Exercise description: In the entries that follow, find each line with the word "blue" and copy it.

Records:
● ● ●

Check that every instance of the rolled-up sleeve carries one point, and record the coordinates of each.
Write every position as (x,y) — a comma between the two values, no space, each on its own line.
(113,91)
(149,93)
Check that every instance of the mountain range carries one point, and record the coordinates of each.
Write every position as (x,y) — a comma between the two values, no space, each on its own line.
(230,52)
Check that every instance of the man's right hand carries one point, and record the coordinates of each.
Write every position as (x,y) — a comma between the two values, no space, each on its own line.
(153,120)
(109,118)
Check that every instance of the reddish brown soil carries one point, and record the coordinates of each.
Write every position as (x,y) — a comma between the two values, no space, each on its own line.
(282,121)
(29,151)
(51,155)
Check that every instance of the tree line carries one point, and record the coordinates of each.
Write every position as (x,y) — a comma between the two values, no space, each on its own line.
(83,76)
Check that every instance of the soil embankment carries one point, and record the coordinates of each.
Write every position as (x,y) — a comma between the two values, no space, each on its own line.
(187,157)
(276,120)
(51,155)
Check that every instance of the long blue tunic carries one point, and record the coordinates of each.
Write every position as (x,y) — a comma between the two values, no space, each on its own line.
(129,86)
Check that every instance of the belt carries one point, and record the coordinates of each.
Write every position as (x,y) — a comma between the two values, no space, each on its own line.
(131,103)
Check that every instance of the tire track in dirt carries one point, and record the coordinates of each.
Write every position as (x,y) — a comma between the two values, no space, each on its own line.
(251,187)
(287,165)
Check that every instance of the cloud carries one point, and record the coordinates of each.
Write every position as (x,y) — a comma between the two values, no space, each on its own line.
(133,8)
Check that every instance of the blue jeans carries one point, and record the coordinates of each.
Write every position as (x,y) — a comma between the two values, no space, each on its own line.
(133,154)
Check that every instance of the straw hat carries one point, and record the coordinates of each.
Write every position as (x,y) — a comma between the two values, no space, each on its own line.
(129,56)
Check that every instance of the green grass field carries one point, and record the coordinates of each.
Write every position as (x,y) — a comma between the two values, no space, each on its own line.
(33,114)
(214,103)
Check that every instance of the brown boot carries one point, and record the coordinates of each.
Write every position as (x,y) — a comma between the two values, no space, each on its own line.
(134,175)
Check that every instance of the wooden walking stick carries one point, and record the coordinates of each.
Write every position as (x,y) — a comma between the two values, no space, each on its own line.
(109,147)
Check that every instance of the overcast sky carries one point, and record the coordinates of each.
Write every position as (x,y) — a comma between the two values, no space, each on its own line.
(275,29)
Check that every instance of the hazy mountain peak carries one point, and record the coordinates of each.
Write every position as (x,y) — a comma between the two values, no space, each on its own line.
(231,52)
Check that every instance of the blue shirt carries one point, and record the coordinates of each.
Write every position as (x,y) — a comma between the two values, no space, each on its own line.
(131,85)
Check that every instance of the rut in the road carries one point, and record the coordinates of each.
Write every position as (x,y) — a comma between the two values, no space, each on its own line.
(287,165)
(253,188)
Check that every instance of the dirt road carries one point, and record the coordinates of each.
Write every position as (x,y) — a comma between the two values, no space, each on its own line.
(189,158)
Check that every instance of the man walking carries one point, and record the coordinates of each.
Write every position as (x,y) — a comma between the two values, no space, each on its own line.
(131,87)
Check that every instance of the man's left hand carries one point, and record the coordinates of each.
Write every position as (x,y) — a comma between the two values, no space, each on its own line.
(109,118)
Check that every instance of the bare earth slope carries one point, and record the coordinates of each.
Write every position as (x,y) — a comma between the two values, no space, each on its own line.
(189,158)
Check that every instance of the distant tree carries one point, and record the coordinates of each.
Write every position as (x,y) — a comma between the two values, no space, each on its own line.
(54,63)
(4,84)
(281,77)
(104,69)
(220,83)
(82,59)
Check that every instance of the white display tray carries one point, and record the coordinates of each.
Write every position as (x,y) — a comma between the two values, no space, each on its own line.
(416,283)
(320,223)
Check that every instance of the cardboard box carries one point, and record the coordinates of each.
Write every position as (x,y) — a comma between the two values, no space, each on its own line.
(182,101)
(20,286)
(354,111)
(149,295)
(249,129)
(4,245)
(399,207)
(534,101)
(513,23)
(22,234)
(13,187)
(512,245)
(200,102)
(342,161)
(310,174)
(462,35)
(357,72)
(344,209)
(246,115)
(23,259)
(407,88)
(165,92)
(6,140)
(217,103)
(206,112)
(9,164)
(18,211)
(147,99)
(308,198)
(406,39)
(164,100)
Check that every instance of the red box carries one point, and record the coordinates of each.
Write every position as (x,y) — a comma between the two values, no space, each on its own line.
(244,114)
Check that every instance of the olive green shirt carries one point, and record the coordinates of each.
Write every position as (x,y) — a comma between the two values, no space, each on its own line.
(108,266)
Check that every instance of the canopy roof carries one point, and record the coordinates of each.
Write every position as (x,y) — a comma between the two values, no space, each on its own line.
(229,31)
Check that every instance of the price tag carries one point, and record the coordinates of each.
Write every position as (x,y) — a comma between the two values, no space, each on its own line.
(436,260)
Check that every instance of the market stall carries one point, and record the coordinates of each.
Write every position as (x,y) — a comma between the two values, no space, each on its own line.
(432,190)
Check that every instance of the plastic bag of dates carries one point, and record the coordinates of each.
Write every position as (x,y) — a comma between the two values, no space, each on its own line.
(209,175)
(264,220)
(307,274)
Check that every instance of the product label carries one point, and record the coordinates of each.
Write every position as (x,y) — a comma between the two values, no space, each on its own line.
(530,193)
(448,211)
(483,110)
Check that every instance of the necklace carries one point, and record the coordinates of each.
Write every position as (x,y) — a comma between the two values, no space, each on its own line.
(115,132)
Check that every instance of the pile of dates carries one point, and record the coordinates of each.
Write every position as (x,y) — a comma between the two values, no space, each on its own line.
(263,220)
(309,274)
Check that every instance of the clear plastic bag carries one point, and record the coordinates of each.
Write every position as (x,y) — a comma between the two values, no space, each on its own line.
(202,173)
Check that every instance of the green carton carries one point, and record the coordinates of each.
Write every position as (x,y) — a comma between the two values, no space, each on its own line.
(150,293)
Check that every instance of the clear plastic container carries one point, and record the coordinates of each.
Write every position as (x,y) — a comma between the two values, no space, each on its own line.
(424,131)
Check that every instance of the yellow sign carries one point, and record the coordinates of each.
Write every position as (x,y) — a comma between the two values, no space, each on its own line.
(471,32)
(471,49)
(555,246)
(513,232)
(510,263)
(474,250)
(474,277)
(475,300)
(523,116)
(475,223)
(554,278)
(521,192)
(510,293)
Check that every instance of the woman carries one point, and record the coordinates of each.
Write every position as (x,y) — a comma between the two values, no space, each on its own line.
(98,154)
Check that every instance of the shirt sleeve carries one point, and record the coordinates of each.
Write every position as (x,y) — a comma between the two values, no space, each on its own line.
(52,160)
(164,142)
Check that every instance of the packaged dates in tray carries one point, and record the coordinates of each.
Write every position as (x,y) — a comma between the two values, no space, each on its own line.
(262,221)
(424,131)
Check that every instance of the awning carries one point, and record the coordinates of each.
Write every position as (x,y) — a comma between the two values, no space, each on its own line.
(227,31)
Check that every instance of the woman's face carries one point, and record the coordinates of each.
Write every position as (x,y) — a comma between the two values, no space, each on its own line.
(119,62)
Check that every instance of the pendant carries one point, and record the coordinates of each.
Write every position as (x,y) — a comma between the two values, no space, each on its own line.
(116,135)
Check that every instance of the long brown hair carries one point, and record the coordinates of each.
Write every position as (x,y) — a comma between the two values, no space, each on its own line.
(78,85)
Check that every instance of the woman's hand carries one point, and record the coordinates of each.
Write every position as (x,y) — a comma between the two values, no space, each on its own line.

● ● ●

Written answer:
Check that every instance of the long blue tunic carries one point, and record the coordinates of each.
Check that every instance of the blue jeans carries one point, and record the coordinates of each.
Check that every instance of the blue shirt carries one point, and record the coordinates of each.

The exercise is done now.